*** INPUT RECORDS Section Begins ***
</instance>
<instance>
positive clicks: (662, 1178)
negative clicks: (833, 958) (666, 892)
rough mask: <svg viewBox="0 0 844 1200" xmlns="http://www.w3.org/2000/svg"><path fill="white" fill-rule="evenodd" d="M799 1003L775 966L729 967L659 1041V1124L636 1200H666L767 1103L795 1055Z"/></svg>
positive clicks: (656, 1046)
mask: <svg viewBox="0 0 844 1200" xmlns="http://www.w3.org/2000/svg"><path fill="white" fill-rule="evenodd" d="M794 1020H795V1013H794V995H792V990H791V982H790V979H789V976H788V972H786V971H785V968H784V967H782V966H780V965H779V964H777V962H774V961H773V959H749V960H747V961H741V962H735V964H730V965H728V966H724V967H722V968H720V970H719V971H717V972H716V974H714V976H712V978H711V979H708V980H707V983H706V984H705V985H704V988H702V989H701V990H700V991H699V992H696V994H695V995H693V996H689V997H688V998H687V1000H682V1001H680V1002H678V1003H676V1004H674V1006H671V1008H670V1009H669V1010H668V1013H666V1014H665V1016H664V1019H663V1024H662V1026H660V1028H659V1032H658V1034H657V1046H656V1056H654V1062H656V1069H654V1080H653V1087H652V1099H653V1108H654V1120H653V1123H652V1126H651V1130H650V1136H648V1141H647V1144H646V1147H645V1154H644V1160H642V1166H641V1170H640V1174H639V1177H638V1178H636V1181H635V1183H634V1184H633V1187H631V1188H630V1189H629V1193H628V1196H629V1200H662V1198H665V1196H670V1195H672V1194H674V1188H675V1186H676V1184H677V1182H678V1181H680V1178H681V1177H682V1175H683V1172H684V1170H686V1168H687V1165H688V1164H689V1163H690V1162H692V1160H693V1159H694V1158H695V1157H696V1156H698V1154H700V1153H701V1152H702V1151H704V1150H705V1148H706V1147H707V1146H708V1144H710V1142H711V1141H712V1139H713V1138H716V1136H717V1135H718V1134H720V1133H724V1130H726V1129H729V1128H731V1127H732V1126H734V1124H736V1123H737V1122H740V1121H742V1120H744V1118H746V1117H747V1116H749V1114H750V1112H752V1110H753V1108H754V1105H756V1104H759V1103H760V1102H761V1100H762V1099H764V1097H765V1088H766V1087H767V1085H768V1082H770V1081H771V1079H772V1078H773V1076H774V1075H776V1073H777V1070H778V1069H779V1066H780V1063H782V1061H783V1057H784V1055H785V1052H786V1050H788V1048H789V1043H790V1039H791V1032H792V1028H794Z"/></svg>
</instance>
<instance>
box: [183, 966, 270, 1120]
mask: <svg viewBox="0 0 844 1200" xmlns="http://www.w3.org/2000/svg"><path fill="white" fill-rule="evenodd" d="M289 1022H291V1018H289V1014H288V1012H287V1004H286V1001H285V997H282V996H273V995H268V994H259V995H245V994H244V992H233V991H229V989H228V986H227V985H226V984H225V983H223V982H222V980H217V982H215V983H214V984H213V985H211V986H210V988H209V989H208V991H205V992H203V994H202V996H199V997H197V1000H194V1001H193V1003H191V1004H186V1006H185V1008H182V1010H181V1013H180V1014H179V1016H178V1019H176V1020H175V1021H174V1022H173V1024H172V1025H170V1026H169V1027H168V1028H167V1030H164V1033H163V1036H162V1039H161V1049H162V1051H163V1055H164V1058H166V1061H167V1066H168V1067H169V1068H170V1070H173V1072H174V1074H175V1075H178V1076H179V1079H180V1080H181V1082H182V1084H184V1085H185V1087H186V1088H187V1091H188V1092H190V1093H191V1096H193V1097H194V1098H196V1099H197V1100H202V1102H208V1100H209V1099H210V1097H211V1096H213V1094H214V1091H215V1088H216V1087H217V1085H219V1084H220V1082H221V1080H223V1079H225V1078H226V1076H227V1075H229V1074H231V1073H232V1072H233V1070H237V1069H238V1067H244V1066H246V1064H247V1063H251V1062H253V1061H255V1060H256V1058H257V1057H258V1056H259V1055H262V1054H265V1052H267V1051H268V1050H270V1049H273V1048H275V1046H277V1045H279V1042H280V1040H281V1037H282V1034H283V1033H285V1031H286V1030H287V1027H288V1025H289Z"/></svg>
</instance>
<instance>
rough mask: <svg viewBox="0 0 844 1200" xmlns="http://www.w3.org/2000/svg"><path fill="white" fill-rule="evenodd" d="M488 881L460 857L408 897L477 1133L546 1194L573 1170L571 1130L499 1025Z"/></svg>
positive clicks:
*** INPUT RECORDS Section Ends ***
THE TASK - Copy the whole listing above line for line, with every character unchanged.

YOUR SOLUTION -
</instance>
<instance>
positive clicks: (662, 1178)
negative clicks: (833, 958) (666, 892)
rough mask: <svg viewBox="0 0 844 1200" xmlns="http://www.w3.org/2000/svg"><path fill="white" fill-rule="evenodd" d="M799 1003L775 966L729 967L659 1041V1124L636 1200H666L767 1103L795 1055Z"/></svg>
positive clicks: (656, 1046)
mask: <svg viewBox="0 0 844 1200" xmlns="http://www.w3.org/2000/svg"><path fill="white" fill-rule="evenodd" d="M794 1020H795V1013H794V995H792V990H791V982H790V979H789V976H788V972H786V971H785V968H784V967H782V966H780V965H779V964H777V962H774V961H773V959H749V960H747V961H741V962H735V964H730V965H728V966H724V967H722V968H720V970H719V971H717V972H716V974H714V976H712V978H711V979H708V980H707V983H706V984H705V985H704V988H702V989H701V990H700V991H699V992H696V994H695V995H693V996H689V997H688V998H687V1000H682V1001H680V1002H678V1003H676V1004H674V1006H671V1008H670V1009H669V1010H668V1013H666V1014H665V1016H664V1019H663V1024H662V1026H660V1028H659V1032H658V1034H657V1046H656V1056H654V1062H656V1069H654V1080H653V1087H652V1099H653V1108H654V1120H653V1123H652V1126H651V1130H650V1136H648V1141H647V1144H646V1147H645V1154H644V1160H642V1166H641V1170H640V1174H639V1177H638V1178H636V1181H635V1183H634V1184H633V1187H631V1188H630V1189H629V1193H628V1196H629V1200H662V1198H665V1196H670V1195H672V1194H674V1188H675V1186H676V1184H677V1182H678V1181H680V1178H681V1177H682V1175H683V1172H684V1170H686V1168H687V1165H688V1164H689V1163H690V1162H692V1160H693V1159H694V1158H695V1157H696V1156H698V1154H700V1153H701V1152H702V1151H704V1150H705V1148H706V1147H707V1146H708V1144H710V1142H711V1141H712V1139H713V1138H716V1136H717V1135H718V1134H720V1133H724V1130H726V1129H729V1128H731V1127H732V1126H734V1124H736V1123H737V1122H740V1121H742V1120H744V1118H746V1117H747V1116H749V1114H750V1112H752V1110H753V1108H754V1105H756V1104H759V1103H760V1102H761V1100H762V1099H764V1097H765V1088H766V1087H767V1085H768V1082H770V1081H771V1079H772V1078H773V1076H774V1075H776V1073H777V1070H778V1069H779V1066H780V1063H782V1061H783V1057H784V1055H785V1052H786V1050H788V1048H789V1043H790V1039H791V1032H792V1028H794Z"/></svg>
</instance>
<instance>
box: [183, 966, 270, 1120]
mask: <svg viewBox="0 0 844 1200" xmlns="http://www.w3.org/2000/svg"><path fill="white" fill-rule="evenodd" d="M289 1022H291V1018H289V1014H288V1012H287V1004H286V1001H285V997H282V996H273V995H268V994H259V995H245V994H244V992H233V991H229V989H228V986H227V985H226V984H225V983H223V982H222V980H217V982H215V983H214V984H213V985H211V986H210V988H209V989H208V991H205V992H203V994H202V996H199V997H197V1000H194V1001H193V1003H191V1004H186V1006H185V1008H182V1010H181V1013H180V1014H179V1016H178V1019H176V1020H175V1021H174V1022H173V1024H172V1025H170V1026H169V1027H168V1028H167V1030H164V1033H163V1036H162V1039H161V1049H162V1051H163V1055H164V1058H166V1061H167V1066H168V1067H169V1068H170V1070H173V1072H174V1074H175V1075H178V1076H179V1079H180V1080H181V1082H182V1084H184V1085H185V1087H186V1088H187V1091H188V1092H190V1093H191V1096H193V1097H194V1098H196V1099H197V1100H202V1102H208V1100H209V1099H210V1097H211V1096H213V1094H214V1091H215V1088H216V1087H217V1085H219V1084H220V1082H221V1080H223V1079H225V1078H226V1076H227V1075H229V1074H231V1073H232V1072H233V1070H237V1069H238V1067H244V1066H246V1064H247V1063H251V1062H253V1061H255V1060H256V1058H257V1057H258V1056H259V1055H262V1054H265V1052H267V1051H268V1050H270V1049H273V1048H275V1046H277V1045H279V1042H280V1040H281V1037H282V1034H283V1033H285V1031H286V1030H287V1027H288V1025H289Z"/></svg>
</instance>
<instance>
rough mask: <svg viewBox="0 0 844 1200" xmlns="http://www.w3.org/2000/svg"><path fill="white" fill-rule="evenodd" d="M488 881L460 857L408 897L477 1133L546 1194L573 1170L571 1130L499 1025Z"/></svg>
positive clicks:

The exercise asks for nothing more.